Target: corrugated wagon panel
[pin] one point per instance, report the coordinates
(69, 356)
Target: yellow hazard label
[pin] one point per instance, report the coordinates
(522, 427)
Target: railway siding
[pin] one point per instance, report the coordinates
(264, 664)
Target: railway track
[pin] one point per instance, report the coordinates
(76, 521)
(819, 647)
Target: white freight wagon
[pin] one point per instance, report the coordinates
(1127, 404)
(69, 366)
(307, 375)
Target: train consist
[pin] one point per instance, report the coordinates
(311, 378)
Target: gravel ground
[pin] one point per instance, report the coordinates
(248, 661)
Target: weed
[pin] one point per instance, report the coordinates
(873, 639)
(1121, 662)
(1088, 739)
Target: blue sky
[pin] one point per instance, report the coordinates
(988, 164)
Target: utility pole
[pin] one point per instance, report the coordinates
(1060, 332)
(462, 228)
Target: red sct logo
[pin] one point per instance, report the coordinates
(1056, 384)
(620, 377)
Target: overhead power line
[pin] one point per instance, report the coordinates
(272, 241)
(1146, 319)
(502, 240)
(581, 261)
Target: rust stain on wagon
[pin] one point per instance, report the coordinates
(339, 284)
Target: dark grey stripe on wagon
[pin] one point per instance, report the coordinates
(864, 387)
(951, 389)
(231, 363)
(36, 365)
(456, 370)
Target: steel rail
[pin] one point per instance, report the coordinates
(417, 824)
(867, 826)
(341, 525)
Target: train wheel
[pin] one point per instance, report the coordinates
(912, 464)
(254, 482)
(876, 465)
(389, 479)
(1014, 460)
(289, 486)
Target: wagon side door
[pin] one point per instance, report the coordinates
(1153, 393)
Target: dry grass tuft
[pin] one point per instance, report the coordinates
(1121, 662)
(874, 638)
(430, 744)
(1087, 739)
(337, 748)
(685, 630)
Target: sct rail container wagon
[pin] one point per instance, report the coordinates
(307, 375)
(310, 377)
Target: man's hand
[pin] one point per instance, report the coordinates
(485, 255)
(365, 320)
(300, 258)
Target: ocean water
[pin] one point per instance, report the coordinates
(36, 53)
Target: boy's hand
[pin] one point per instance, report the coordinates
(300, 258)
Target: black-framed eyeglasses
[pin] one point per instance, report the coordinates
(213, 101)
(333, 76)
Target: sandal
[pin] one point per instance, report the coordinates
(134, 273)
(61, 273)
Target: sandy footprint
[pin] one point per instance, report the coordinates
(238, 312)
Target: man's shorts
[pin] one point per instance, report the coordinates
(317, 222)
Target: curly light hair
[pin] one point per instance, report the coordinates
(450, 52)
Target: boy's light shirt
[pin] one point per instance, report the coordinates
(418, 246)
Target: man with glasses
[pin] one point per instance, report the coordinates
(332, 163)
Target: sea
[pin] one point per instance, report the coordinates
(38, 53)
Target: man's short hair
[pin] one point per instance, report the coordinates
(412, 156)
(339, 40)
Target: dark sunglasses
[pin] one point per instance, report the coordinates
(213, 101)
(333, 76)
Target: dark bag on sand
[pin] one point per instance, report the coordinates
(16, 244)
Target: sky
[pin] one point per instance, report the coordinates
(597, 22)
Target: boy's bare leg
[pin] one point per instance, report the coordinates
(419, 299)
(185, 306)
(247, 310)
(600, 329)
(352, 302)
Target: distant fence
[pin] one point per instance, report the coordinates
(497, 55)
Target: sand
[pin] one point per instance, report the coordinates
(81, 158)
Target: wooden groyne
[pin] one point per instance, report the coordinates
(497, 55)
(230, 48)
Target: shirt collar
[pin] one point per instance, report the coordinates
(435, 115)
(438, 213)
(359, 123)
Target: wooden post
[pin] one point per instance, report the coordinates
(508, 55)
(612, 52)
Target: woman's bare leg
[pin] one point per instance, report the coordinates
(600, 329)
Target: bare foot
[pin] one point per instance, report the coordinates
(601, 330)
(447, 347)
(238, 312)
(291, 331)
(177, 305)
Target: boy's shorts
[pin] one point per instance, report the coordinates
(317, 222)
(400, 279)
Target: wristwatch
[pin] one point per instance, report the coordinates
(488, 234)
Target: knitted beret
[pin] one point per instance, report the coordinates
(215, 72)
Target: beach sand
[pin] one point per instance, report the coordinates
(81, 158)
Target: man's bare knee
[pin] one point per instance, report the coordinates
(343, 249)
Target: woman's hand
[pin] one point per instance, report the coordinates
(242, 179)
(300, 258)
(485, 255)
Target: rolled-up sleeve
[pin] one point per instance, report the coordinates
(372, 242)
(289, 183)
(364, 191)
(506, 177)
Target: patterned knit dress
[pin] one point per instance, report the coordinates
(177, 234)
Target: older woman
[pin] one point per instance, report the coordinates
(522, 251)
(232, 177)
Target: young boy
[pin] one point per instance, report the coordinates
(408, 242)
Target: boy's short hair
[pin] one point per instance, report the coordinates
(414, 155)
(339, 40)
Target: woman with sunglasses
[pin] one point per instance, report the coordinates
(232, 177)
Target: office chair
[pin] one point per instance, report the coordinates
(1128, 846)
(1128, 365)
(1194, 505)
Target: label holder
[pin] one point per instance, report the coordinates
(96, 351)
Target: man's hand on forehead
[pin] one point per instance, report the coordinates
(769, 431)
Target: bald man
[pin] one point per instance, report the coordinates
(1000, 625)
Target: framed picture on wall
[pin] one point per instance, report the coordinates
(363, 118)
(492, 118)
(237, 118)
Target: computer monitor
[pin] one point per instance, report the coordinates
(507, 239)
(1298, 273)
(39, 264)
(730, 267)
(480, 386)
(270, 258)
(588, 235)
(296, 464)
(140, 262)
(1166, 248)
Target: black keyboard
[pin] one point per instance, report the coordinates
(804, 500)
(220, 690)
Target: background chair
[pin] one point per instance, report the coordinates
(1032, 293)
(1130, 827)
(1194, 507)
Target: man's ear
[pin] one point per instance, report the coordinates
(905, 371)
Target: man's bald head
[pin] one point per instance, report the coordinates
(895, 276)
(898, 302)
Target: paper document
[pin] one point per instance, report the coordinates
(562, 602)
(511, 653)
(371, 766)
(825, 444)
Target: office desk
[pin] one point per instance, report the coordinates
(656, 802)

※

* Problem to work on: Transcribe the whole listing with nothing added or left out.

* Result:
Target: corrugated wagon panel
[pin] one point per instance, report the coordinates
(69, 356)
Target: yellow hazard label
[pin] one point per instance, report the coordinates
(522, 427)
Target: railway siding
[pin] one point per instance, report the coordinates
(264, 664)
Target: railway track
[pin] one point per instance, report the coordinates
(76, 521)
(819, 647)
Target: white freight wagon
[pin] one point per instance, report the coordinates
(1127, 404)
(69, 366)
(307, 375)
Target: train consist
[pin] one point per instance, report the coordinates
(311, 378)
Target: gravel ground
[pin] one point per instance, report the coordinates
(248, 661)
Target: weed
[pin] one point per instance, report the coordinates
(873, 639)
(1121, 662)
(1088, 739)
Target: blue sky
[pin] one point per instance, report the coordinates
(988, 164)
Target: utility pole
[pin] one point per instance, report the coordinates
(1060, 332)
(462, 228)
Target: red sct logo
[pin] one point per instance, report the coordinates
(1056, 384)
(620, 377)
Target: overhead power line
[pin] one point per instance, report the coordinates
(272, 241)
(1146, 319)
(502, 240)
(581, 261)
Target: rust stain on wagon
[pin] one point per instance, report the coordinates
(339, 284)
Target: dark grey stripe on wagon
[pin] one point per instance, report the coordinates
(864, 387)
(951, 389)
(231, 363)
(36, 365)
(456, 370)
Target: steel rail
[pin] one point per instance, report the coordinates
(417, 824)
(867, 826)
(341, 525)
Target: train wheel
[pin] one point per instance, report the coordinates
(912, 464)
(254, 482)
(876, 465)
(389, 479)
(1014, 460)
(289, 486)
Target: wagon side door
[pin] one point per instance, report the coordinates
(1153, 393)
Target: dry grass tuft
[pin] one point per instance, report the coordinates
(1121, 662)
(874, 638)
(430, 744)
(1087, 739)
(337, 748)
(685, 630)
Target: sct rail container wagon
[pin] one point per instance, report the coordinates
(307, 375)
(310, 377)
Target: man's hand
[pin] one point per instance, report the coordinates
(485, 255)
(365, 320)
(300, 258)
Target: ocean water
[pin] one point per instance, report the coordinates
(36, 53)
Target: boy's hand
[pin] one point per instance, report the coordinates
(300, 258)
Target: black-framed eyeglasses
[pin] one point per instance, report the coordinates
(213, 101)
(333, 76)
Target: sandal
[pin] one point per instance, report the coordinates
(134, 273)
(61, 273)
Target: sandy footprint
[pin] one point per instance, report the coordinates
(238, 312)
Target: man's shorts
[pin] one point per instance, report the coordinates
(317, 222)
Target: curly light hair
[pin] one point per instance, report the coordinates
(450, 52)
Target: boy's light shirt
[pin] one point per instance, report the coordinates
(418, 246)
Target: man with glasses
[pin] one point per instance, report the coordinates
(332, 163)
Target: sea
[pin] one point per instance, report the coordinates
(38, 53)
Target: man's short hair
[pin] one point per instance, report the coordinates
(412, 156)
(339, 40)
Target: dark sunglasses
[pin] one point per instance, report the coordinates
(213, 101)
(333, 76)
Target: dark bag on sand
[pin] one point per instance, report the coordinates
(16, 244)
Target: sky
[pin] one point per instance, report the coordinates
(597, 22)
Target: boy's bare leg
[pin] one point per instance, report the coordinates
(419, 299)
(185, 306)
(247, 310)
(600, 329)
(352, 302)
Target: distant fence
[pin] one point per instance, report the coordinates
(497, 55)
Target: sand
[pin] one point per instance, report the coordinates
(81, 158)
Target: wooden groyne
[pin] one point per instance, report the coordinates
(497, 55)
(230, 48)
Target: shirt collar
[pin] one point per instance, report the coordinates
(435, 115)
(438, 213)
(359, 123)
Target: wooden post
[pin] one point per instance, report the coordinates
(508, 55)
(612, 52)
Target: woman's bare leg
[pin] one point per instance, report the coordinates
(600, 329)
Target: bare foot
[pin] one point per instance, report the coordinates
(601, 330)
(447, 347)
(238, 312)
(291, 331)
(177, 305)
Target: boy's shorts
[pin] one point per instance, report the coordinates
(317, 222)
(400, 279)
Target: wristwatch
[pin] one point per instance, report the coordinates
(488, 234)
Target: knitted beret
[pin] one point per instance, report the coordinates
(215, 72)
Target: beach sand
[pin] one point per instance, report the coordinates
(81, 158)
Target: man's bare knee
[pin] one point per instance, report the coordinates
(343, 249)
Target: woman's hand
[pin] one point per instance, report the coordinates
(242, 179)
(300, 258)
(485, 255)
Target: rolled-up sleeve
[pin] one point per instance, report the coordinates
(372, 242)
(289, 183)
(364, 191)
(506, 177)
Target: patterned knit dress
[pin] one point per instance, report the coordinates
(177, 234)
Target: older woman
[pin] one point per instance, report the coordinates
(522, 251)
(232, 177)
Target: young boy
[pin] one point per instance, report the coordinates
(408, 242)
Target: boy's short hair
[pin] one point per instance, report the coordinates
(414, 155)
(339, 40)
Target: woman with sunglasses
[pin] one point per instance, report the coordinates
(232, 177)
Target: office chair
[pin] one point per instance, report the coordinates
(1128, 846)
(1128, 365)
(1194, 505)
Target: label holder
[pin] one point per instance, report the coordinates
(96, 351)
Target: man's hand on forehead
[pin] one point per instance, report the coordinates
(769, 431)
Target: bald man
[pin] one point per instance, report the coordinates
(1000, 625)
Target: framed picture on wall
[pin] one point per instance, report the coordinates
(363, 118)
(492, 118)
(237, 118)
Target: computer monitor
[pin] one point per instance, report the coordinates
(507, 239)
(1298, 273)
(39, 264)
(730, 267)
(480, 386)
(270, 258)
(588, 235)
(296, 464)
(140, 262)
(1166, 248)
Target: black keyboard
[pin] one point per instance, report the coordinates
(804, 500)
(220, 690)
Target: background chair
[pin] one point per instance, report the coordinates
(1032, 293)
(1130, 827)
(1194, 507)
Target: man's ear
[pin] one point per instance, report the coordinates
(905, 371)
Target: man's bald head
[pin] one point per instance, report the coordinates
(895, 276)
(898, 302)
Target: paper document
[pin] one point per instance, report the coordinates
(562, 602)
(511, 653)
(371, 766)
(825, 444)
Target: office desk
[pin] one point per instance, report the coordinates
(656, 802)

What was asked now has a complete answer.